What you have to do » Reproduce the data below verbatim, line for line, with nothing changed.

Data records »
══════════

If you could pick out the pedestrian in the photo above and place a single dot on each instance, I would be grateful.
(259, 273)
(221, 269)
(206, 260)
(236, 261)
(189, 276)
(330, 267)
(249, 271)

══════════

Full response »
If you could pick out the pedestrian in the photo above and place a single dot on each instance, I would be grateful.
(259, 273)
(221, 269)
(206, 260)
(236, 261)
(189, 276)
(330, 267)
(249, 271)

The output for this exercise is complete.